(Recorded data)
[Start of section]
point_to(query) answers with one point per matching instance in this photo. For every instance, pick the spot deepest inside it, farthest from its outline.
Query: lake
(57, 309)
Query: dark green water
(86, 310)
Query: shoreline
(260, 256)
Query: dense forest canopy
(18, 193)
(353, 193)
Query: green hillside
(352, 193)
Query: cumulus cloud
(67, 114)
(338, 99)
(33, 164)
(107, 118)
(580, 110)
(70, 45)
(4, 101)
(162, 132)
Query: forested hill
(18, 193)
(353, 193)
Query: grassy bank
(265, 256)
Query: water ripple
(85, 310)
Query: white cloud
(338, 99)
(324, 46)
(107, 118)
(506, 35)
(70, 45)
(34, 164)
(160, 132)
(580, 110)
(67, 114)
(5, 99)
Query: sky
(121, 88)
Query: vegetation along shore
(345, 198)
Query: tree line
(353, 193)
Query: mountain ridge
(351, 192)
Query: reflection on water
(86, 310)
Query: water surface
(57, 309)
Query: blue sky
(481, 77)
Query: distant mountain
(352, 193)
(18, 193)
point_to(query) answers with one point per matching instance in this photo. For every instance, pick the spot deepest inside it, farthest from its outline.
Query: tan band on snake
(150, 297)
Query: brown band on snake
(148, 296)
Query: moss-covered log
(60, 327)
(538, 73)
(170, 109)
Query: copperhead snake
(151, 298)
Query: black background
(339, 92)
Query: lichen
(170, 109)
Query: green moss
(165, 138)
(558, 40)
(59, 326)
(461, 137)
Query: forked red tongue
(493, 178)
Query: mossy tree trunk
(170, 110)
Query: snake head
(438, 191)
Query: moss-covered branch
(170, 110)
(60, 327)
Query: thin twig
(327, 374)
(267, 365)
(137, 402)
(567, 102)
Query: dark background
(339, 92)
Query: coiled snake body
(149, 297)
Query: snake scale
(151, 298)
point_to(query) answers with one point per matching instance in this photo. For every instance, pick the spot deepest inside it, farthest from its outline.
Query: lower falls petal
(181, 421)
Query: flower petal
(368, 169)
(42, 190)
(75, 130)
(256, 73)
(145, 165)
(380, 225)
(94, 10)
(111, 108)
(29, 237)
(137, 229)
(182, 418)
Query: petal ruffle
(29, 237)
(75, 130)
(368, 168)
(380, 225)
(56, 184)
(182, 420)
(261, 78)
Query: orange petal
[End of section]
- What is needed: Return each line of the data above verbatim.

- Solution for this problem:
point_to(query) answers with one point per matching instance in this photo. For every instance, pick the spot deepest inside it, farthest from its outline.
Query: lake
(57, 309)
Query: dark green water
(86, 310)
Query: shoreline
(260, 256)
Query: dense forest canopy
(18, 193)
(353, 193)
Query: green hillside
(352, 193)
Query: cumulus cloud
(67, 114)
(338, 99)
(33, 164)
(107, 118)
(580, 110)
(70, 45)
(4, 101)
(162, 132)
Query: forested hill
(18, 193)
(353, 193)
Query: grassy bank
(265, 256)
Query: water ripple
(85, 310)
Query: white cloud
(338, 99)
(324, 46)
(107, 118)
(506, 35)
(70, 45)
(34, 164)
(160, 132)
(580, 110)
(67, 114)
(5, 99)
Query: sky
(121, 88)
Query: vegetation along shore
(345, 198)
Query: tree line
(353, 193)
Query: mountain ridge
(351, 192)
Query: reflection on water
(86, 310)
Query: water surface
(57, 309)
Query: blue sky
(481, 77)
Query: distant mountain
(352, 193)
(18, 193)
point_to(query) answers with one point per matching instance in this photo. For every instance, pick the spot deepest inside it, farthest from its outline.
Query: tan band on snake
(150, 297)
Query: brown band on snake
(148, 296)
Query: moss-covered log
(60, 327)
(538, 73)
(170, 109)
Query: copperhead snake
(151, 298)
Query: black background
(339, 92)
Query: lichen
(170, 109)
Query: green moss
(165, 138)
(558, 40)
(59, 326)
(461, 137)
Query: forked red tongue
(493, 178)
Query: mossy tree trunk
(170, 110)
Query: snake head
(438, 191)
Query: moss-covered branch
(170, 110)
(60, 327)
Query: thin twig
(327, 374)
(267, 365)
(137, 402)
(567, 102)
Query: dark background
(339, 92)
Query: coiled snake body
(149, 297)
Query: snake scale
(151, 298)
point_to(query) answers with one point per matching instance in this photo. For every instance, pick the spot deepest inside it, farthest from its outline.
Query: lower falls petal
(181, 421)
Query: flower petal
(368, 169)
(42, 190)
(75, 130)
(256, 73)
(145, 165)
(380, 225)
(94, 10)
(111, 108)
(29, 237)
(137, 229)
(182, 418)
Query: petal ruffle
(29, 237)
(75, 130)
(368, 168)
(380, 225)
(56, 184)
(182, 420)
(261, 78)
Query: orange petal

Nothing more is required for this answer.